### ASSIGNED TASK:
Write out every record below exactly as it appears.
++++++
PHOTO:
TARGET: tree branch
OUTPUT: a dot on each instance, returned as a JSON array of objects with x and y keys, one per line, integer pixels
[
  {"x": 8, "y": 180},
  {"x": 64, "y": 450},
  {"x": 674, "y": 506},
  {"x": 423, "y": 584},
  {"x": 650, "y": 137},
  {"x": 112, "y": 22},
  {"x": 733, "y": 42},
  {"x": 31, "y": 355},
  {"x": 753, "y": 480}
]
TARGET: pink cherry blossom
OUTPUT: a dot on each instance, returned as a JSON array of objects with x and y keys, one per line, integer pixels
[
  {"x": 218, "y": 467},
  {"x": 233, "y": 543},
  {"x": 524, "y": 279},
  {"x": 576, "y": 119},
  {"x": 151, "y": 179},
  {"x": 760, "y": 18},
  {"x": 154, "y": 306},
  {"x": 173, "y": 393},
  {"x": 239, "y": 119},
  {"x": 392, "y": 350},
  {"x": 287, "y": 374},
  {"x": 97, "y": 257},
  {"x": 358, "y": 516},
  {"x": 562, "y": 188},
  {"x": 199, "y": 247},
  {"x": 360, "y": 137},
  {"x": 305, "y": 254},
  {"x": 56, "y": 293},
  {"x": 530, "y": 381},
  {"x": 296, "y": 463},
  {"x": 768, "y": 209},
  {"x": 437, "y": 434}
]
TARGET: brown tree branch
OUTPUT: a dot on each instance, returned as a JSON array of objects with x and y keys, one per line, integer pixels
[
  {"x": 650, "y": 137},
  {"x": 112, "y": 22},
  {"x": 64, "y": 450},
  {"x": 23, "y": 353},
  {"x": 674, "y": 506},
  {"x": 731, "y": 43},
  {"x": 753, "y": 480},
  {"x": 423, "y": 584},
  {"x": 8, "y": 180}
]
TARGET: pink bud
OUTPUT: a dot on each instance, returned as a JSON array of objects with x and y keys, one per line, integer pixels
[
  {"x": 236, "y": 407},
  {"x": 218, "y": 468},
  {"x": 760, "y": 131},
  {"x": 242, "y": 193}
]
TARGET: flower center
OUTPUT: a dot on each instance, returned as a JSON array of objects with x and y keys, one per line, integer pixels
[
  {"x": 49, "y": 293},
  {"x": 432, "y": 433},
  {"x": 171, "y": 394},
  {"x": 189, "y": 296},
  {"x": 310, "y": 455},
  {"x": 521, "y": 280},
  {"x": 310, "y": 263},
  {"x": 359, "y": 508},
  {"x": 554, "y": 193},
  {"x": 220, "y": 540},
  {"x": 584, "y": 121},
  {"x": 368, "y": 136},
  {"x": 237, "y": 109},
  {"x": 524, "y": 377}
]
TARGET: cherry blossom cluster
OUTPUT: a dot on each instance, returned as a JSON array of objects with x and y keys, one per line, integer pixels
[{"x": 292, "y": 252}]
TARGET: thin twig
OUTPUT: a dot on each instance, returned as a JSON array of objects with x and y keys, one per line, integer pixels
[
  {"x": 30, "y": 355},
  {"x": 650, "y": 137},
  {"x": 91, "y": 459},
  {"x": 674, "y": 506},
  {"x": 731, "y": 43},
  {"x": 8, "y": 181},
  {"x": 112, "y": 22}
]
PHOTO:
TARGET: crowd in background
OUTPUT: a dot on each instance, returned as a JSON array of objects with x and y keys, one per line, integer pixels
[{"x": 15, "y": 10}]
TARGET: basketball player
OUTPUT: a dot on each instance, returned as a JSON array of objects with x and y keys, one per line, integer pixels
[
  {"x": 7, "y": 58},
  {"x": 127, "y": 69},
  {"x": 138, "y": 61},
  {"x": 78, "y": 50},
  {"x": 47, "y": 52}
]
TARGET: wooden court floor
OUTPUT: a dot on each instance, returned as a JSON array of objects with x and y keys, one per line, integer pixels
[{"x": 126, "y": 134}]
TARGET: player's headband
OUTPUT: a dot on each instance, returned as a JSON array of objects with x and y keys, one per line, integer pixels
++++++
### ANSWER TO THE EXERCISE:
PHOTO:
TARGET: tree branch
OUTPUT: a dot on each instance, returned as a JSON array of objects with x and y keys, one per line, integer pixels
[
  {"x": 8, "y": 180},
  {"x": 64, "y": 450},
  {"x": 674, "y": 506},
  {"x": 423, "y": 584},
  {"x": 650, "y": 137},
  {"x": 112, "y": 22},
  {"x": 733, "y": 42},
  {"x": 31, "y": 355},
  {"x": 753, "y": 480}
]
TARGET: pink cherry blossom
OUTPUT: a dot on each instance, returned as a JSON array of objects with x and y keys, one per line, integer pixels
[
  {"x": 218, "y": 467},
  {"x": 233, "y": 543},
  {"x": 524, "y": 279},
  {"x": 576, "y": 119},
  {"x": 151, "y": 179},
  {"x": 760, "y": 18},
  {"x": 154, "y": 306},
  {"x": 173, "y": 393},
  {"x": 239, "y": 119},
  {"x": 392, "y": 350},
  {"x": 287, "y": 374},
  {"x": 97, "y": 257},
  {"x": 358, "y": 516},
  {"x": 562, "y": 188},
  {"x": 199, "y": 247},
  {"x": 360, "y": 137},
  {"x": 305, "y": 254},
  {"x": 56, "y": 293},
  {"x": 530, "y": 381},
  {"x": 296, "y": 463},
  {"x": 768, "y": 209},
  {"x": 437, "y": 434}
]
TARGET: brown tree branch
OUTPUT: a dot on each instance, returned as a JSON array of objects with x and y keys, one per line, integer pixels
[
  {"x": 650, "y": 137},
  {"x": 112, "y": 22},
  {"x": 64, "y": 450},
  {"x": 23, "y": 353},
  {"x": 674, "y": 506},
  {"x": 731, "y": 43},
  {"x": 753, "y": 480},
  {"x": 423, "y": 584},
  {"x": 8, "y": 180}
]
TARGET: pink bud
OUTPUT: a dot on each instance, returned as a JSON array of objects with x and y keys, one per line, integer pixels
[
  {"x": 236, "y": 407},
  {"x": 218, "y": 468},
  {"x": 760, "y": 131},
  {"x": 242, "y": 193}
]
TARGET: flower center
OUTPUT: a dot on each instance, returned as a JSON array of objects with x and y keys, one per line, integer pixels
[
  {"x": 49, "y": 293},
  {"x": 432, "y": 433},
  {"x": 171, "y": 394},
  {"x": 189, "y": 296},
  {"x": 310, "y": 455},
  {"x": 521, "y": 280},
  {"x": 310, "y": 263},
  {"x": 359, "y": 508},
  {"x": 554, "y": 193},
  {"x": 220, "y": 540},
  {"x": 584, "y": 121},
  {"x": 368, "y": 136},
  {"x": 237, "y": 109},
  {"x": 524, "y": 377}
]
TARGET: cherry blossom cluster
OUTPUT: a dot on each instance, returned as a JSON array of objects with x and y keys, one per line, integer pixels
[{"x": 292, "y": 252}]
TARGET: thin twig
OUTPUT: a dot on each instance, returned as a JSON array of objects with x and y keys, one per line, integer pixels
[
  {"x": 30, "y": 355},
  {"x": 650, "y": 137},
  {"x": 91, "y": 459},
  {"x": 674, "y": 506},
  {"x": 731, "y": 43},
  {"x": 8, "y": 181},
  {"x": 112, "y": 22}
]
PHOTO:
TARGET: crowd in background
OUTPUT: a dot on each instance, returned as a JSON array of objects with x and y keys, one per line, integer pixels
[{"x": 15, "y": 10}]
TARGET: basketball player
OUTPUT: a dot on each instance, returned as a JSON array of objects with x and y keys, one per line, integer pixels
[
  {"x": 7, "y": 58},
  {"x": 127, "y": 69},
  {"x": 138, "y": 61},
  {"x": 78, "y": 50},
  {"x": 47, "y": 52}
]
TARGET: wooden court floor
OUTPUT: a dot on each instance, returned as a JSON array of objects with x and y keys, one per line, integer pixels
[{"x": 126, "y": 134}]
TARGET: player's headband
OUTPUT: a dot on each instance, returned as a JSON array of objects with x and y keys, one per line, integer pixels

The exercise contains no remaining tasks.